### Description of the task:
Please repeat the data below word for word, starting at the line with "point: cb antenna, one" and continuing up to and including the last line of the data.

-- begin Information shown --

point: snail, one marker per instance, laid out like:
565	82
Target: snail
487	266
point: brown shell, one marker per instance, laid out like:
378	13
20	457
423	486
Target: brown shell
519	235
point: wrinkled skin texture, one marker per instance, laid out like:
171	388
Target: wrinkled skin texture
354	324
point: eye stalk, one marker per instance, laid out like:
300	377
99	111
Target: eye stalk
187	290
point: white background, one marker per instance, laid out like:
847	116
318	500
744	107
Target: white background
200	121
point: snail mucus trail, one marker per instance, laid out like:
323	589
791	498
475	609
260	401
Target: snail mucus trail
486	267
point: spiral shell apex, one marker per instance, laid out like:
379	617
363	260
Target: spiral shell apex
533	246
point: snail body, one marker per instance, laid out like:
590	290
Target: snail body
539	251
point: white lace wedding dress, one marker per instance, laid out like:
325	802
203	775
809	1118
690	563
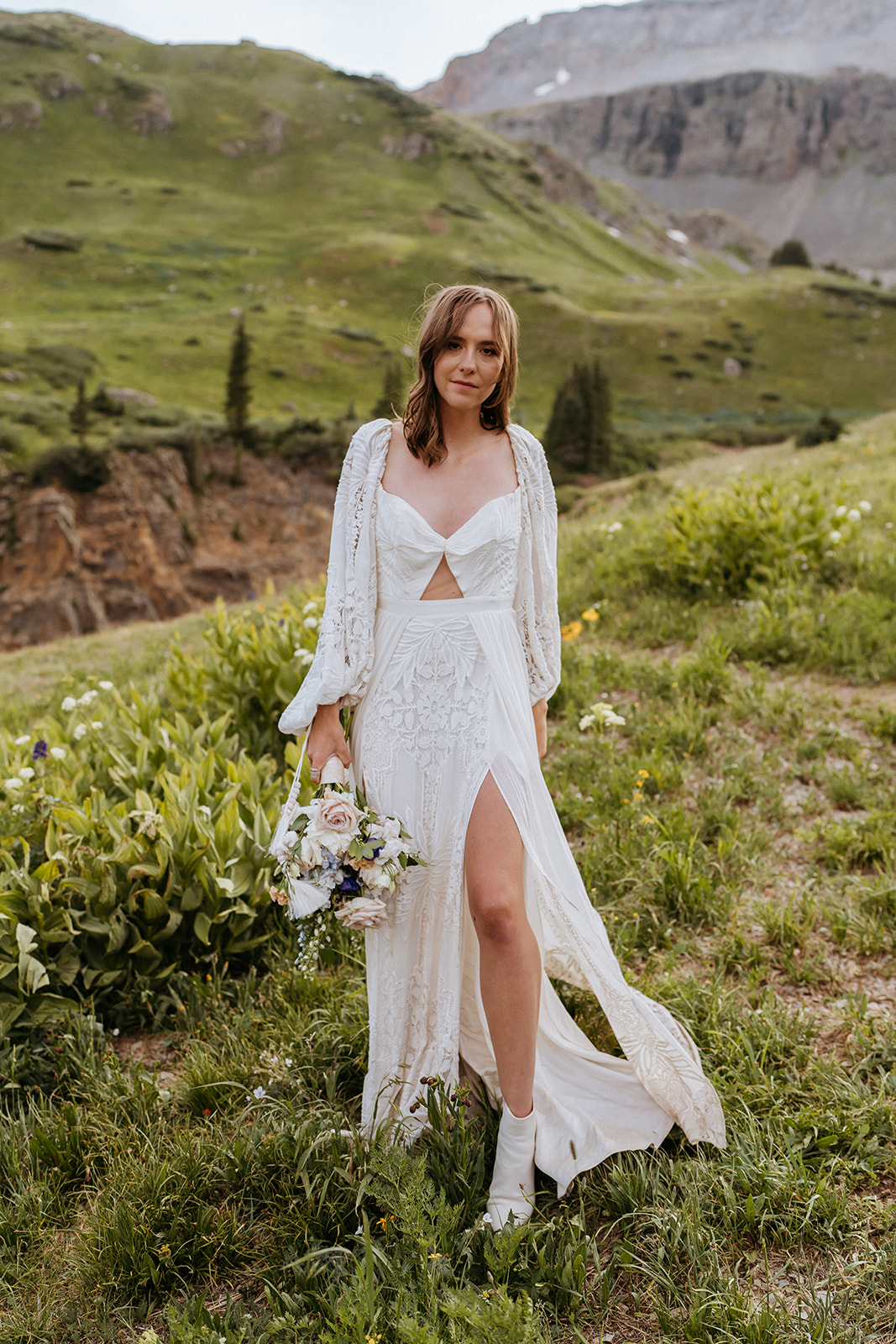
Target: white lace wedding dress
445	698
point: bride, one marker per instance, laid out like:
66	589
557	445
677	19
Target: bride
441	632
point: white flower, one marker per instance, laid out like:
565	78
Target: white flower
362	913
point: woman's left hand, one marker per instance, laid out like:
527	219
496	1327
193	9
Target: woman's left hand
540	716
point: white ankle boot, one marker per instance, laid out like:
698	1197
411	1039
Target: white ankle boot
513	1176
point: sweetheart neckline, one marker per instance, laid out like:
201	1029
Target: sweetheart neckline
495	499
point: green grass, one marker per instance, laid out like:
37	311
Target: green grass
738	833
329	245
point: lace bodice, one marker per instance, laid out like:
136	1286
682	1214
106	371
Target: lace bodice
483	554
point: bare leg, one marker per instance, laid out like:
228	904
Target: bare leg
510	958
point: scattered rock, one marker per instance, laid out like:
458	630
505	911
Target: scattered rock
53	239
154	118
407	147
23	114
130	396
60	87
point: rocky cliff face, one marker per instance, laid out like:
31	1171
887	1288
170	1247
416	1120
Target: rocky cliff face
790	156
145	548
606	49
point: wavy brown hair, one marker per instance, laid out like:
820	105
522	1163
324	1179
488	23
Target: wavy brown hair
443	318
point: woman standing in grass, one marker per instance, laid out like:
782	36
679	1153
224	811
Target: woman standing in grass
441	632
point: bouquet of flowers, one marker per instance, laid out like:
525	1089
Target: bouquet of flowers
338	853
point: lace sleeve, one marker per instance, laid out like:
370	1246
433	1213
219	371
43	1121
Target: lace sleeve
537	596
344	654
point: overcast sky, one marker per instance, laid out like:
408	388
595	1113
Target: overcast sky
409	40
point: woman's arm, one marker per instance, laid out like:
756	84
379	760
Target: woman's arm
325	738
540	716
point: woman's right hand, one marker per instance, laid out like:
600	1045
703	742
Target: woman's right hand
327	738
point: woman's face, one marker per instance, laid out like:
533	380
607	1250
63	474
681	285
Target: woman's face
469	366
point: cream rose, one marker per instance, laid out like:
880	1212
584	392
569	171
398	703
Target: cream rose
362	913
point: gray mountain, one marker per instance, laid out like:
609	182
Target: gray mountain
607	49
813	159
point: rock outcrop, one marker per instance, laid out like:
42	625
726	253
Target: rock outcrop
606	49
790	156
145	548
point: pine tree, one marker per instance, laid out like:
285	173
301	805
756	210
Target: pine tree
239	394
579	433
391	401
80	416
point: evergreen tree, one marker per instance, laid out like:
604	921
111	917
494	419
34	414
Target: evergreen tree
239	394
391	401
80	416
793	253
579	433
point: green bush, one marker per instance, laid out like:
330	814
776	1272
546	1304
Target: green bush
76	467
752	533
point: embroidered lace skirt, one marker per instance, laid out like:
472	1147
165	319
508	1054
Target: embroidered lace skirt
446	705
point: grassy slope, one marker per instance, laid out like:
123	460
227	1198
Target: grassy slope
739	835
332	232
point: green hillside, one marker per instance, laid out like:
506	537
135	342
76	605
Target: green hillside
201	181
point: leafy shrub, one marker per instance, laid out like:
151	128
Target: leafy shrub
792	253
752	533
825	430
76	468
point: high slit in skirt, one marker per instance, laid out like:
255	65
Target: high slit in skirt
446	705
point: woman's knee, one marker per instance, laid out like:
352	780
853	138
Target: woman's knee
499	916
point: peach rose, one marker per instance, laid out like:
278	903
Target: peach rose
362	913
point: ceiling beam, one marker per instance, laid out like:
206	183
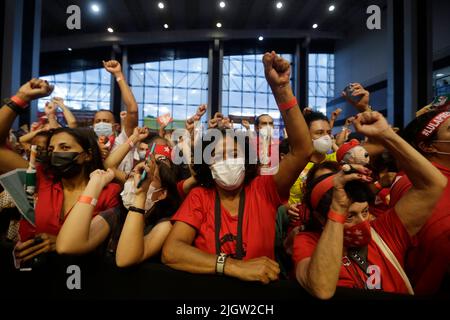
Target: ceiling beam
136	38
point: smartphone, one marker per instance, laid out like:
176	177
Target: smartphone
349	91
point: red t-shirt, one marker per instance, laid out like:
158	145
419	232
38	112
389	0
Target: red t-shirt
429	258
394	234
49	205
258	227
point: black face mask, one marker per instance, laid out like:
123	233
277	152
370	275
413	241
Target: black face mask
42	156
64	164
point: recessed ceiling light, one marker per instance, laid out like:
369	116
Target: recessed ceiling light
95	8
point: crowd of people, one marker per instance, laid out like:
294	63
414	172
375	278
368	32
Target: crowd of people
367	208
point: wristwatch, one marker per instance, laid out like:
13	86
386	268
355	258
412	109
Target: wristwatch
138	210
220	263
12	105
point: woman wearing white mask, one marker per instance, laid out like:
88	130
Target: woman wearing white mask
227	226
149	210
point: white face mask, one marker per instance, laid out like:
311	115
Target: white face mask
323	144
266	131
142	155
103	129
229	174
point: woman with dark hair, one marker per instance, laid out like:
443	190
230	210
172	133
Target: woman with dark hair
145	231
227	226
429	259
73	156
348	248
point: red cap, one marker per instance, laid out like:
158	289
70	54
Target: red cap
346	147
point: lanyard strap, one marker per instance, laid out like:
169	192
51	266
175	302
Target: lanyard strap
218	220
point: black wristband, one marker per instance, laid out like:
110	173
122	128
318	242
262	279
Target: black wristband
12	105
138	210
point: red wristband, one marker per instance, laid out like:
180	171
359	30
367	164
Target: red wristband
130	143
336	217
19	101
378	185
288	105
88	200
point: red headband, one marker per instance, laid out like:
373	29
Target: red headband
320	189
163	150
433	125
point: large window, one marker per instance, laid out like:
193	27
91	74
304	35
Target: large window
321	80
245	91
177	87
81	90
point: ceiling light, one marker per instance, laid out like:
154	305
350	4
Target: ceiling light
95	8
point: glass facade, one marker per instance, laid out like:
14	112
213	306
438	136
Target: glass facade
177	87
321	80
81	90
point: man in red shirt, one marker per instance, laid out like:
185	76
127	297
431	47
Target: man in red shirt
429	258
346	248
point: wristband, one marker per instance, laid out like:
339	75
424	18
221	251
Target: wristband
138	210
19	102
220	263
13	106
288	105
88	200
336	217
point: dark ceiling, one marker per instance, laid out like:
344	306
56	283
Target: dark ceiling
139	16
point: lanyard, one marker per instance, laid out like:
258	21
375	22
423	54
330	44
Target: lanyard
218	220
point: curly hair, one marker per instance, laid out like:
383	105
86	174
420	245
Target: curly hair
87	139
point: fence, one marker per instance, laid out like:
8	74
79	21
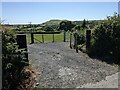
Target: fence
76	39
42	37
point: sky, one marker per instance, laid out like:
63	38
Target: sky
39	12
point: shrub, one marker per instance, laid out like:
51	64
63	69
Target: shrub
107	39
13	61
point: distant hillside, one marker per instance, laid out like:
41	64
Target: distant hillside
51	22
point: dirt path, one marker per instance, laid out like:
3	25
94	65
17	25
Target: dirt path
59	66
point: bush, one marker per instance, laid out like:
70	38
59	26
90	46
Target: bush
107	39
13	62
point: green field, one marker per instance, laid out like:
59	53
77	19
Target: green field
48	38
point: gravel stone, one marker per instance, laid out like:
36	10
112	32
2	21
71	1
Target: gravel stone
62	67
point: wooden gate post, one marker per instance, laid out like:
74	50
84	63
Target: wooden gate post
42	38
22	44
32	38
76	47
21	41
64	36
88	38
53	37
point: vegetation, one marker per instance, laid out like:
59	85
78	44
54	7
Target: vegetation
14	64
106	39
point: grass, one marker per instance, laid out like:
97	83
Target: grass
48	38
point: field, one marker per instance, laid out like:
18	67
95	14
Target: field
48	38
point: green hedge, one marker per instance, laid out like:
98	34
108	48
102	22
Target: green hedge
106	39
13	61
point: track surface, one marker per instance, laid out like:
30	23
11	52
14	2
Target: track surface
59	66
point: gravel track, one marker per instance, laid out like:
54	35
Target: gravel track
61	67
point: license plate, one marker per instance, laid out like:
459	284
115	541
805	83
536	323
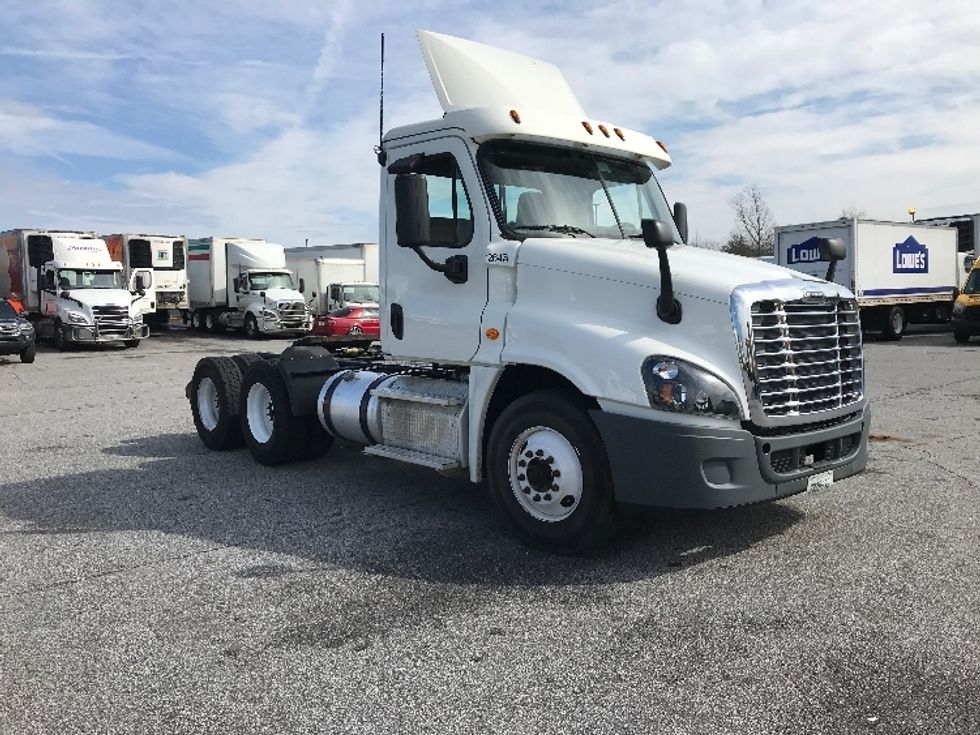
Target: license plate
819	480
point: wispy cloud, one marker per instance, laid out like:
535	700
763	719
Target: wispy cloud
258	118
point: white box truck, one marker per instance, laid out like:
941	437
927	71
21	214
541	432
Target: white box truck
546	330
70	288
243	284
161	258
333	282
901	272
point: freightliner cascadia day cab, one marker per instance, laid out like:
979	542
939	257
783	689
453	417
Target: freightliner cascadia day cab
70	288
244	284
901	272
545	328
334	281
162	260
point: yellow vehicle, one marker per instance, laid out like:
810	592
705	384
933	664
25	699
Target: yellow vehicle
966	310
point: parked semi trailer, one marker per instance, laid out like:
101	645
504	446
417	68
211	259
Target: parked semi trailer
902	272
546	330
243	284
162	260
70	288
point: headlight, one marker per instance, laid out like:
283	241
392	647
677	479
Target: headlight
676	385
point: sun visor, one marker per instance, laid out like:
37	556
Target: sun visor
466	74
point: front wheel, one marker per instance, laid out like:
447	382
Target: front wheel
895	323
251	327
548	473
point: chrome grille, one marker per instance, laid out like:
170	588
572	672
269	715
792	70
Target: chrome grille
806	355
292	314
112	320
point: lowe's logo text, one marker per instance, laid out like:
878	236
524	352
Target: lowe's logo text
910	256
807	251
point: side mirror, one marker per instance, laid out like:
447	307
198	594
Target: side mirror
832	249
657	233
680	219
411	210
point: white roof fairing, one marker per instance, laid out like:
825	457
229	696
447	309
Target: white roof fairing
467	74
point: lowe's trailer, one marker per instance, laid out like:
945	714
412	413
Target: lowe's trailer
900	272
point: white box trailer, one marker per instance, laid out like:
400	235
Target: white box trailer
333	282
244	284
164	259
901	272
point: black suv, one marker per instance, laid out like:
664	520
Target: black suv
16	333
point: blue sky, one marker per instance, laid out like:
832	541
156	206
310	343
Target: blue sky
257	118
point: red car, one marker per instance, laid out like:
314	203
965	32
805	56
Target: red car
350	322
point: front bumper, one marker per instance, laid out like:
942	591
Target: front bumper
667	465
16	344
93	333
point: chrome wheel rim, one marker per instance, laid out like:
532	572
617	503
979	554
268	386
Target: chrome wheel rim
208	408
260	413
545	474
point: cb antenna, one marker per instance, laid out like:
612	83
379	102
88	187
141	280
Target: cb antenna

-- end Information shown --

### Problem solution:
point: cb antenna, one marker per instance, laid out like:
612	83
379	102
88	187
141	280
Target: cb antenna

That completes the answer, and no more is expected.